--- TASK OBJECTIVE ---
Render the listing below as a JSON array of strings, one string per line, skipping blank lines.

Dataset entries:
★ ★ ★ ★ ★

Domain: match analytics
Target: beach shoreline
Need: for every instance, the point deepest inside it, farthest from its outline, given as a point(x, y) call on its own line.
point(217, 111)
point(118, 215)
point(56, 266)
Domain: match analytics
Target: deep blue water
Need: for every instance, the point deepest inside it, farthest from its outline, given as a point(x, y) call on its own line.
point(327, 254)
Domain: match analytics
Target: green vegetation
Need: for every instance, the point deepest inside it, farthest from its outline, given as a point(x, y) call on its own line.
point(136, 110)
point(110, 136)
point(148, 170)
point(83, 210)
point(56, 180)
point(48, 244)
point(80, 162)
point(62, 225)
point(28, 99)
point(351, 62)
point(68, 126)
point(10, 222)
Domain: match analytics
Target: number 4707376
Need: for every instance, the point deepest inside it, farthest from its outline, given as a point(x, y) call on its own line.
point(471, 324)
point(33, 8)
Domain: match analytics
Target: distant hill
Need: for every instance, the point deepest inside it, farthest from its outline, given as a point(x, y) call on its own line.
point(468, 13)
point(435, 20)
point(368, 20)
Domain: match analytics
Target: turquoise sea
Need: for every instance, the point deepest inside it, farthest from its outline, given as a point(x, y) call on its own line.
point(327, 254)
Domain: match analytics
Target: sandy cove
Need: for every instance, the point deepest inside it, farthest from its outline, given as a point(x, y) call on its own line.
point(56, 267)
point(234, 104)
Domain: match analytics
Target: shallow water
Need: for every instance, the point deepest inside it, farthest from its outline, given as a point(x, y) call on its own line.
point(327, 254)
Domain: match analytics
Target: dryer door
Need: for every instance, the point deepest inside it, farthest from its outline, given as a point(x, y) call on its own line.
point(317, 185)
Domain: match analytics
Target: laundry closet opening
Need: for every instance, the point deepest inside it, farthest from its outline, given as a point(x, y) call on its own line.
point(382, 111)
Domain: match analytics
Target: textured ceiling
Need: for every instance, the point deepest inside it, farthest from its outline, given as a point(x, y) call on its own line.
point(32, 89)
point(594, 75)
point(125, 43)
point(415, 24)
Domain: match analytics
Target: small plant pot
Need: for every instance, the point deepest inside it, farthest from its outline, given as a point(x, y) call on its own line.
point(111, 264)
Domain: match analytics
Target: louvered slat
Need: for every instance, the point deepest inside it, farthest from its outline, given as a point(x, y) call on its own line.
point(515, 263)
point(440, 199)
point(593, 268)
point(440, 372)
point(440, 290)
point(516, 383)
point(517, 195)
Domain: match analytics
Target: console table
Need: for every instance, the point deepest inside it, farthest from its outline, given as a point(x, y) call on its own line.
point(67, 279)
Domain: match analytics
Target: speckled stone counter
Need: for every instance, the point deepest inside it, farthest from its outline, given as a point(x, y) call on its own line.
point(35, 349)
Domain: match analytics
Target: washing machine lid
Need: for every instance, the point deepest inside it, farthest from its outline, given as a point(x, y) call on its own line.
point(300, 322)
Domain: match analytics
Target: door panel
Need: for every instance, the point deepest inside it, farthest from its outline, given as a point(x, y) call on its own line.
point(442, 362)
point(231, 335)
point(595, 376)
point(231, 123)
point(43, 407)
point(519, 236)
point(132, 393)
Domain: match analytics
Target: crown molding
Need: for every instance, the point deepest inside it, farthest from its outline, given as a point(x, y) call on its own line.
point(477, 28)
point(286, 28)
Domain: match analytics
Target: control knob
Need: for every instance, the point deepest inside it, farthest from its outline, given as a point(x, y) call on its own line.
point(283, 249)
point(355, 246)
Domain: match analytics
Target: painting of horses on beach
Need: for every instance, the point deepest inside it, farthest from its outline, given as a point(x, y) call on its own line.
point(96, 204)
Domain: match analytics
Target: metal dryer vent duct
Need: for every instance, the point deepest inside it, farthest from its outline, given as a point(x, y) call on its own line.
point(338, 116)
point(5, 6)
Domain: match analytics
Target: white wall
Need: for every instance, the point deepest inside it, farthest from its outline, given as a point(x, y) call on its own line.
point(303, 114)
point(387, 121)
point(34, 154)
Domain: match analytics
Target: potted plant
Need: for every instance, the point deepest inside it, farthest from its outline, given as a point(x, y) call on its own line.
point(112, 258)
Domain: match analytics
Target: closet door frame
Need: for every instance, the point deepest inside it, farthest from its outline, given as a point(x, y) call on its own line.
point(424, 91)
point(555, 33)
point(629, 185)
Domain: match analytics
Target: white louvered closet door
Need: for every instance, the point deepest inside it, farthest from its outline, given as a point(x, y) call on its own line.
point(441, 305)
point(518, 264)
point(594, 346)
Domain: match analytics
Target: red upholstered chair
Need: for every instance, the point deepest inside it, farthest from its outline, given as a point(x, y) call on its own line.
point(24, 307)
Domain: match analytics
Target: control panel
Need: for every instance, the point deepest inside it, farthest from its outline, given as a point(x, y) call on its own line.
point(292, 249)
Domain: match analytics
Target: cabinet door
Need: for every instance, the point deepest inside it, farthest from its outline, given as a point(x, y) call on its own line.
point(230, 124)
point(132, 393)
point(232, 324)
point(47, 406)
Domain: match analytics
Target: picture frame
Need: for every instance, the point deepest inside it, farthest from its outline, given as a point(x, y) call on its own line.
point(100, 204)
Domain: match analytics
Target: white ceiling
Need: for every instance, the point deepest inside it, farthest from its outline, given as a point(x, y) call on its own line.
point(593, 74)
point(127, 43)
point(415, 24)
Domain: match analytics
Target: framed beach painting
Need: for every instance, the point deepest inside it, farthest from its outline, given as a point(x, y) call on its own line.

★ ★ ★ ★ ★

--- OUTPUT OF THE TASK ---
[
  "Domain: match analytics",
  "Target: beach shoreline",
  "Need: for every instance, the point deepest inside it, farthest from its outline, given as a point(x, y) call on its own line.",
  "point(217, 111)",
  "point(118, 215)",
  "point(56, 266)",
  "Domain: match analytics",
  "Target: deep blue water",
  "Need: for every instance, the point deepest inside it, farthest from its outline, given as a point(x, y) call on its own line.",
  "point(327, 254)",
  "Domain: match analytics",
  "Target: green vegetation",
  "Need: for every instance, the point deepest inside it, farthest from its outline, given as a point(x, y) call on its own line.",
  "point(136, 110)",
  "point(110, 136)",
  "point(148, 170)",
  "point(83, 210)",
  "point(56, 180)",
  "point(48, 244)",
  "point(80, 162)",
  "point(62, 225)",
  "point(28, 99)",
  "point(351, 62)",
  "point(68, 126)",
  "point(10, 222)",
  "Domain: match analytics",
  "Target: number 4707376",
  "Need: for every instance, the point deepest inside it, farthest from its outline, given as a point(x, y) call on its own line.",
  "point(471, 324)",
  "point(33, 8)",
  "Domain: match analytics",
  "Target: distant hill",
  "Need: for every instance, the point deepest inside it, farthest from its outline, given as a point(x, y) call on its own line.",
  "point(468, 13)",
  "point(435, 20)",
  "point(368, 20)",
  "Domain: match analytics",
  "Target: turquoise sea",
  "Need: for every instance, the point deepest inside it, farthest from its outline, given as a point(x, y) call on its own line.",
  "point(327, 254)",
  "Domain: match analytics",
  "Target: sandy cove",
  "Need: for every instance, the point deepest inside it, farthest from its outline, given as a point(x, y) call on its own line.",
  "point(56, 267)",
  "point(234, 104)",
  "Domain: match analytics",
  "Target: shallow water",
  "Need: for every instance, the point deepest inside it, farthest from its outline, given as a point(x, y) call on its own line.",
  "point(327, 254)",
  "Domain: match analytics",
  "Target: dryer door",
  "Need: for every instance, the point deepest inside it, farthest from its outline, given as a point(x, y) call on its own line.",
  "point(317, 185)",
  "Domain: match analytics",
  "Target: laundry closet opening",
  "Need: for every instance, the point deepest inside it, farthest from its outline, given as a point(x, y) call on its own line.",
  "point(382, 111)",
  "Domain: match analytics",
  "Target: textured ceiling",
  "Need: for every instance, the point deepest inside it, farthest from its outline, given as a point(x, y) call on its own line.",
  "point(32, 89)",
  "point(594, 75)",
  "point(125, 43)",
  "point(415, 24)",
  "Domain: match analytics",
  "Target: small plant pot",
  "Need: for every instance, the point deepest inside it, farthest from its outline, given as a point(x, y) call on its own line.",
  "point(111, 264)",
  "Domain: match analytics",
  "Target: louvered slat",
  "Need: for every instance, the point deepest inside it, farthest from its outline, given as a point(x, y) call on its own line.",
  "point(515, 263)",
  "point(440, 199)",
  "point(593, 268)",
  "point(440, 372)",
  "point(440, 290)",
  "point(516, 383)",
  "point(517, 195)",
  "Domain: match analytics",
  "Target: console table",
  "Need: for every instance, the point deepest inside it, farthest from its outline, given as a point(x, y) call on its own line.",
  "point(67, 279)",
  "Domain: match analytics",
  "Target: speckled stone counter",
  "Need: for every instance, the point deepest inside it, farthest from its outline, given as a point(x, y) call on its own line.",
  "point(35, 349)",
  "Domain: match analytics",
  "Target: washing machine lid",
  "Need: for every instance, the point deepest inside it, farthest from its outline, given as a point(x, y) call on its own line.",
  "point(300, 322)",
  "Domain: match analytics",
  "Target: door panel",
  "Need: for every instance, the point deepest inside it, farthest from its outline, given as a point(x, y) call on its own line.",
  "point(442, 362)",
  "point(231, 335)",
  "point(595, 376)",
  "point(231, 123)",
  "point(43, 407)",
  "point(519, 236)",
  "point(132, 393)",
  "Domain: match analytics",
  "Target: crown molding",
  "Need: for every instance, the point deepest inside it, farthest from its outline, given as a point(x, y) call on its own line.",
  "point(477, 28)",
  "point(286, 28)",
  "Domain: match analytics",
  "Target: control knob",
  "Need: for every instance, the point deepest inside it, farthest from its outline, given as a point(x, y) call on its own line.",
  "point(283, 249)",
  "point(355, 246)",
  "Domain: match analytics",
  "Target: painting of horses on beach",
  "Need: for every instance, the point deepest inside it, farthest from its outline, given as a point(x, y) call on its own line.",
  "point(96, 204)",
  "Domain: match analytics",
  "Target: metal dryer vent duct",
  "Need: for every instance, the point deepest inside it, farthest from its outline, given as a point(x, y) call on its own line.",
  "point(338, 116)",
  "point(5, 6)",
  "Domain: match analytics",
  "Target: white wall",
  "Need: for every instance, the point deepest inside it, farthest from its outline, given as a point(x, y) call on its own line.",
  "point(303, 114)",
  "point(387, 121)",
  "point(34, 154)",
  "Domain: match analytics",
  "Target: potted plant",
  "Need: for every instance, the point deepest inside it, farthest from its outline, given as a point(x, y) call on its own line.",
  "point(112, 258)",
  "Domain: match analytics",
  "Target: closet door frame",
  "Need: for every instance, the point deepest inside it, farthest from its outline, given as a point(x, y) call on its own line.",
  "point(424, 91)",
  "point(555, 33)",
  "point(629, 185)",
  "Domain: match analytics",
  "Target: white louvered closet door",
  "Need: for every instance, the point deepest inside it, farthest from its outline, given as a point(x, y) call on its own line.",
  "point(441, 305)",
  "point(518, 264)",
  "point(594, 346)",
  "Domain: match analytics",
  "Target: red upholstered chair",
  "Need: for every instance, the point deepest inside it, farthest from its outline, given as a point(x, y) call on its own line.",
  "point(24, 307)",
  "Domain: match analytics",
  "Target: control panel",
  "Need: for every instance, the point deepest inside it, farthest from its outline, given as a point(x, y) call on its own line.",
  "point(292, 249)",
  "Domain: match analytics",
  "Target: cabinet door",
  "Need: for every instance, the point deepest inside it, farthest from its outline, given as a point(x, y) call on its own line.",
  "point(230, 124)",
  "point(132, 393)",
  "point(232, 324)",
  "point(47, 406)",
  "Domain: match analytics",
  "Target: picture frame",
  "Need: for every instance, the point deepest inside it, farthest from its outline, given as a point(x, y) call on its own line.",
  "point(100, 204)",
  "Domain: match analytics",
  "Target: white ceiling",
  "Need: for every instance, the point deepest inside it, farthest from its outline, given as a point(x, y) call on its own line.",
  "point(593, 74)",
  "point(127, 43)",
  "point(415, 24)",
  "Domain: match analytics",
  "Target: framed beach painting",
  "Need: for every instance, the point deepest inside it, farthest from its outline, given as a point(x, y) call on its own line."
]